Repeat word for word the passage of the Glasgow equal pay article from "Glasgow city council and" to "and irregular hours.".

··· PAGE TEXT ···

Women workers during their strike against Glasgow city council in October 2018.
More than 8,000 women employed by Glasgow city council staged a strike over pay in October. Photograph: Jeff J Mitchell/Getty Images

Thousands of women council workers in Glasgow are set to receive payouts that unions estimate could reach more than £500m in total following the resolution of a 12-year equal pay battle.

Last October more than 8,000 women employed in homecare, schools and nurseries, cleaning and catering services across the city took part in what was believed to be the biggest-ever equal pay strike in the UK.

Glasgow city council and the equal pay claimant group, represented by Action4Equality Scotland, and the Unison, GMB and Unite unions, confirmed on Thursday that they had reached an agreement in principle to a package of payments to resolve the historic claims.

The dispute, which has been fought through the tribunals and courts for more than a decade and involves about 14,000 separate claims, stems from 2006, when a new job evaluation scheme was introduced by the then Labour-run council, with the aim of addressing gender pay inequality. Instead, say the women affected, it entrenched discrimination by paying female-dominated jobs such as catering and cleaning less than male-dominated jobs such as refuse collection because of a complex system that penalised people working split shifts and irregular hours.

After decades of Labour control, the Scottish National party won control of the council in elections in May 2017 on a manifesto that promised to settle the claims. But the women’s representatives soon accused the council of failing to engage properly in negotiations, while critics accused the unions of manipulating the dispute to score points against the new SNP administration.

The leader of Glasgow city council, Susan Aitken, said she was “delighted” that the offer had been agreed. “My commitment to resolving this issue has never wavered and I have never needed to be convinced of the case for equality.”

She added: “After a decade of obstruction and inaction, in a relatively short space of time we have now reached agreement which delivers the pay justice these women have long fought for.”

The GMB organiser, Rhea Wolfson, described the announcement as a “hugely significant moment”.

Wolfson added: “This has been hard won and wouldn’t have happened if the claimants hadn’t taken decisive action last October. The strike succeeded in its aim of making the council take these claims seriously. It was also a spectacular event that put equal pay for low-paid women on the national agenda.”

Stefan Cross, a lawyer from Action4equality, which represents 8,000 of the claimants, said: “Since the strike there has been real and constructive negotiations.

“Neither side has got everything it wanted and both sides have made serious concessions so that we can both be satisfied that this is a fair deal.

“Once the settlements have been processed both sides are committed to completing the new job evaluation study and devising a fair and lawful remuneration package that fairly and properly remunerates the work done by Glasgow’s wonderful dedicated workforce.”

··· INFORMATION SHOWN ···

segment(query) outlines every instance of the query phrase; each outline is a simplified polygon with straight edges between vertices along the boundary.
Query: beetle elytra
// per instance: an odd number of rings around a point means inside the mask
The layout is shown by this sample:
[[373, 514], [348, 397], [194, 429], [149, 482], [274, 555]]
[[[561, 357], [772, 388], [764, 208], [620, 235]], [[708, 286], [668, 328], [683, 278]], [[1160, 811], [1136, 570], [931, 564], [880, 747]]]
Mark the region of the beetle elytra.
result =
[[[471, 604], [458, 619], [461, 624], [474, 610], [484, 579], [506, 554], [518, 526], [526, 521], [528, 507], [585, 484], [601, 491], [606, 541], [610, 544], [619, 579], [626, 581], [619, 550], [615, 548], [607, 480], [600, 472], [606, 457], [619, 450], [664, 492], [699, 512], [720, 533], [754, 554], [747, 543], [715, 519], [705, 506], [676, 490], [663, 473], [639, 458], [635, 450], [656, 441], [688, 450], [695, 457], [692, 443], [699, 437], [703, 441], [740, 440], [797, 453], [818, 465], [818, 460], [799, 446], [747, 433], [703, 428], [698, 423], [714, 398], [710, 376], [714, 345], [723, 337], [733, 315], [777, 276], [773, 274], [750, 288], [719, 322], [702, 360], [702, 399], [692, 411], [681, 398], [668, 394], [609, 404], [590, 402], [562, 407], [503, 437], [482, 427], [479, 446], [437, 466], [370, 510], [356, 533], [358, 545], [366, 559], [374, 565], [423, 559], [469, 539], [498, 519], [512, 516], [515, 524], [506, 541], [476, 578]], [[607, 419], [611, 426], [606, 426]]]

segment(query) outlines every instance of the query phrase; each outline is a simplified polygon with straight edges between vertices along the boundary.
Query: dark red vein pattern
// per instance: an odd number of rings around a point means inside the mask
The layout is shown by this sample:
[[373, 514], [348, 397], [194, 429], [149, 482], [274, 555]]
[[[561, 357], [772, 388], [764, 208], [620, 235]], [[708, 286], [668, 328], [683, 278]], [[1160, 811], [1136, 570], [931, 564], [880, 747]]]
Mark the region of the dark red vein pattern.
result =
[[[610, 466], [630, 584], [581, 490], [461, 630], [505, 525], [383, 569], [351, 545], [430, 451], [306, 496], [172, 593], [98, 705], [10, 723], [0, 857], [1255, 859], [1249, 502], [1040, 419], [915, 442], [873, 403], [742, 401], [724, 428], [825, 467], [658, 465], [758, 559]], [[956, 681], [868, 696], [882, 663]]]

···

**ANSWER**
Glasgow city council and the equal pay claimant group, represented by Action4Equality Scotland, and the Unison, GMB and Unite unions, confirmed on Thursday that they had reached an agreement in principle to a package of payments to resolve the historic claims.

The dispute, which has been fought through the tribunals and courts for more than a decade and involves about 14,000 separate claims, stems from 2006, when a new job evaluation scheme was introduced by the then Labour-run council, with the aim of addressing gender pay inequality. Instead, say the women affected, it entrenched discrimination by paying female-dominated jobs such as catering and cleaning less than male-dominated jobs such as refuse collection because of a complex system that penalised people working split shifts and irregular hours.